* _Exercise directions_
Output, exactly as written, the lines of the data below from the one containing "Our automated classifier says the monument" to the end.

* _Records shown_
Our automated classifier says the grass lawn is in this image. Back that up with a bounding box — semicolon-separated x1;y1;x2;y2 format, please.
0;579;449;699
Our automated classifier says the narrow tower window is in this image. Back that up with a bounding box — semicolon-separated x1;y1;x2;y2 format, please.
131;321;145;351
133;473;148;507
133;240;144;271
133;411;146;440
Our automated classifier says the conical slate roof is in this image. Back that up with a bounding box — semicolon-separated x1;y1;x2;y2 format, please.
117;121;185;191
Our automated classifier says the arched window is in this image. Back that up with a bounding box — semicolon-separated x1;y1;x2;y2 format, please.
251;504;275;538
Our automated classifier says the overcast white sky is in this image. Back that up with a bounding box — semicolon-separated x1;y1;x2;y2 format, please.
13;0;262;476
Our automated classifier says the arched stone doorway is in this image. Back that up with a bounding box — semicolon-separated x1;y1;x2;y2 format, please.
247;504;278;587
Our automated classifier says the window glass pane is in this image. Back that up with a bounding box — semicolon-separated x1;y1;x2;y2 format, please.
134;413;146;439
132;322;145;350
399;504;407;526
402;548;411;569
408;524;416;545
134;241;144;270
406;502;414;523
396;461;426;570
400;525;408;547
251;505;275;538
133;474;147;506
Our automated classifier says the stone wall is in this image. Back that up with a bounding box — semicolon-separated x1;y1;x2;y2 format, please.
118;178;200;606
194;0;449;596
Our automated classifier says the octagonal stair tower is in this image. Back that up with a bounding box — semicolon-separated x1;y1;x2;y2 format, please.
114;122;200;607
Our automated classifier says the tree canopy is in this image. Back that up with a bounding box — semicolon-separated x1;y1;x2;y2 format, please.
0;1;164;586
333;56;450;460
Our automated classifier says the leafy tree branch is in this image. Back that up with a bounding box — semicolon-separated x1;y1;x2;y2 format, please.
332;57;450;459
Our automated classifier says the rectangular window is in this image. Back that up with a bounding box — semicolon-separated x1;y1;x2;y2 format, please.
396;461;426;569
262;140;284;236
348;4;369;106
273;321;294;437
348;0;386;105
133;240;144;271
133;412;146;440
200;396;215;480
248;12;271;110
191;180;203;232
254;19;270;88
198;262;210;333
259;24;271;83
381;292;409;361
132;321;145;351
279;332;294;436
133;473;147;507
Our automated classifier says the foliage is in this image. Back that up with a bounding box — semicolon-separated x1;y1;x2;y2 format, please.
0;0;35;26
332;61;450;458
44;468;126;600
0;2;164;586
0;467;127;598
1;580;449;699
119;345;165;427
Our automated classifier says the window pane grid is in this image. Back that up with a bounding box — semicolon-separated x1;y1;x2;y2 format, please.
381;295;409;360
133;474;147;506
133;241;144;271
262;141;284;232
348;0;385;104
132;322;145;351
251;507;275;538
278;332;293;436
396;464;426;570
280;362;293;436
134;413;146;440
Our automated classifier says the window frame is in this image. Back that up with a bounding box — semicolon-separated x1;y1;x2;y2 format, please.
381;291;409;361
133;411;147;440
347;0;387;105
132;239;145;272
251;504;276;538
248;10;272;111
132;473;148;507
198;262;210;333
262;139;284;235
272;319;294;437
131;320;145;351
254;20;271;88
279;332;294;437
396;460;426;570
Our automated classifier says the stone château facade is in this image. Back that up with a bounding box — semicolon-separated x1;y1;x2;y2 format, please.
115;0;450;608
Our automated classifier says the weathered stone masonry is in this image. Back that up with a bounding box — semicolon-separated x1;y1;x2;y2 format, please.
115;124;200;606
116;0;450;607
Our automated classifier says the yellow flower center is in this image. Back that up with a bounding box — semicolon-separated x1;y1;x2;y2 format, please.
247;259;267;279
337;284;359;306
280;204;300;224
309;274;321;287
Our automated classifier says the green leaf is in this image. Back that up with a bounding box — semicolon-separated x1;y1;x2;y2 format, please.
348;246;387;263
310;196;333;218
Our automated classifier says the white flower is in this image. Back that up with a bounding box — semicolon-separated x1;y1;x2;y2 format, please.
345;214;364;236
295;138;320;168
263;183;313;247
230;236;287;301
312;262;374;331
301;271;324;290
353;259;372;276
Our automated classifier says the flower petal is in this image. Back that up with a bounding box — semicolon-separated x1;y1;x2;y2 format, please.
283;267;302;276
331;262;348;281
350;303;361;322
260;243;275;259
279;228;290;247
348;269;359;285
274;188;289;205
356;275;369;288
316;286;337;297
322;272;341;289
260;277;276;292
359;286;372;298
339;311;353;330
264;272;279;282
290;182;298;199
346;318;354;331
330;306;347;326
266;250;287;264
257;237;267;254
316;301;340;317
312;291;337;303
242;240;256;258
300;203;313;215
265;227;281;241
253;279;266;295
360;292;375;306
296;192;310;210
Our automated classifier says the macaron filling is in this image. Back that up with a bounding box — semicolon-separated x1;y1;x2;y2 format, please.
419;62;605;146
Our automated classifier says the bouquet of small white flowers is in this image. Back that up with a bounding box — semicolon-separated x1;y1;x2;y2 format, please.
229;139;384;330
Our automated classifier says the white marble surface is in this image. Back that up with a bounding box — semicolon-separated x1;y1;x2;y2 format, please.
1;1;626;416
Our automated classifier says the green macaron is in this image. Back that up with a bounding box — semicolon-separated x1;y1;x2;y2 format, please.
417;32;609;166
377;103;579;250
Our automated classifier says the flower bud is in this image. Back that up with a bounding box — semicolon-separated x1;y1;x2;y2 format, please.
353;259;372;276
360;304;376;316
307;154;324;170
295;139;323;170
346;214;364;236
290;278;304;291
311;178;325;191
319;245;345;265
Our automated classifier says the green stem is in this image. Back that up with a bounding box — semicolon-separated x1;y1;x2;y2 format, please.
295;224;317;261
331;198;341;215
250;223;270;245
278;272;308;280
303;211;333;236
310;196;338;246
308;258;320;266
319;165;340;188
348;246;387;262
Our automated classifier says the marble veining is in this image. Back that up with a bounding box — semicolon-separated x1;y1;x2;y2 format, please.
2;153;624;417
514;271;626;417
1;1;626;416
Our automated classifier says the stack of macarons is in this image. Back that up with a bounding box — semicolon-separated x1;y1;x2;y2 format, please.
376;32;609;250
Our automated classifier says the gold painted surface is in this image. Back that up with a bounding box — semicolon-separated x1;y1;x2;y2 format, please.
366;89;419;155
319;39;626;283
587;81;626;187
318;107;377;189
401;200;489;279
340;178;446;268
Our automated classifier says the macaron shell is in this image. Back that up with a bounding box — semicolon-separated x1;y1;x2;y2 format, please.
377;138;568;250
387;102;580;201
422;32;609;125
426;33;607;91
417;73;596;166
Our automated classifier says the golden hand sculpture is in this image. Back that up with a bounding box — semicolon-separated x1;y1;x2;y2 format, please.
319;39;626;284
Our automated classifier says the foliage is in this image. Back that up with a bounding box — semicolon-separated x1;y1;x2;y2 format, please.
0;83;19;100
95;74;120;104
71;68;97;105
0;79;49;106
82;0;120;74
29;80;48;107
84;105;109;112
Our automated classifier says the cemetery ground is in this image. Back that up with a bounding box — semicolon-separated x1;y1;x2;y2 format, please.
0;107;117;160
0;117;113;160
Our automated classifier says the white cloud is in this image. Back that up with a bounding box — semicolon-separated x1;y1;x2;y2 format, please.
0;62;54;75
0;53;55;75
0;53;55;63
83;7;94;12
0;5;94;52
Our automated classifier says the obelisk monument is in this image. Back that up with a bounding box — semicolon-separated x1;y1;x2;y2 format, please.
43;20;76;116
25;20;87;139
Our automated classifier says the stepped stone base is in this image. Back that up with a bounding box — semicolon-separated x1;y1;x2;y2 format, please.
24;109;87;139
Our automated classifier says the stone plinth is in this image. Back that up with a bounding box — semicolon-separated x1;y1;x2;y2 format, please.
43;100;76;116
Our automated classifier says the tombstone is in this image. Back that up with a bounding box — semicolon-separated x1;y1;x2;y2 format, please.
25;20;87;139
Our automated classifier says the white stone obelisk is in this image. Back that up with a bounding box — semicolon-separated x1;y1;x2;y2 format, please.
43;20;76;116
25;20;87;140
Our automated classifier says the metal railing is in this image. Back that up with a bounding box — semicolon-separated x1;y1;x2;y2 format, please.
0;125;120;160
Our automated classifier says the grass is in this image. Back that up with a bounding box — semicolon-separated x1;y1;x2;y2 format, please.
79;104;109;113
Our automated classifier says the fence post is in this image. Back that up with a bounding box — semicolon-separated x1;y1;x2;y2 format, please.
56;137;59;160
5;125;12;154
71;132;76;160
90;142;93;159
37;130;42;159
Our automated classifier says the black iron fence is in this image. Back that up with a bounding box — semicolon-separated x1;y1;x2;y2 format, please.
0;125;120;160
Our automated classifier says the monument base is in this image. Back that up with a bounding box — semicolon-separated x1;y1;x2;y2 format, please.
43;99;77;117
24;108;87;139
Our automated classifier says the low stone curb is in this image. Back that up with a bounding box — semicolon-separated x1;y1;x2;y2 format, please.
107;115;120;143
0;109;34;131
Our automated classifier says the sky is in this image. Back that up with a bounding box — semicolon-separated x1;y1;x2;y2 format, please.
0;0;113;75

* _Solution for this exercise_
Our automated classifier says the monument base is in this image. Back that up with a bounding box — semicolon-separated x1;y1;x2;y2 format, please.
43;99;77;117
24;108;87;139
Our automated classifier says the low stone curb is in this image. Back that up with a bounding box — semicolon-separated x1;y1;x2;y2 format, please.
107;115;120;143
0;109;34;131
Our automated classifier says the sky is in this image. Back that up with a bounding box — semicolon-separated x1;y1;x2;y2 format, please.
0;0;113;75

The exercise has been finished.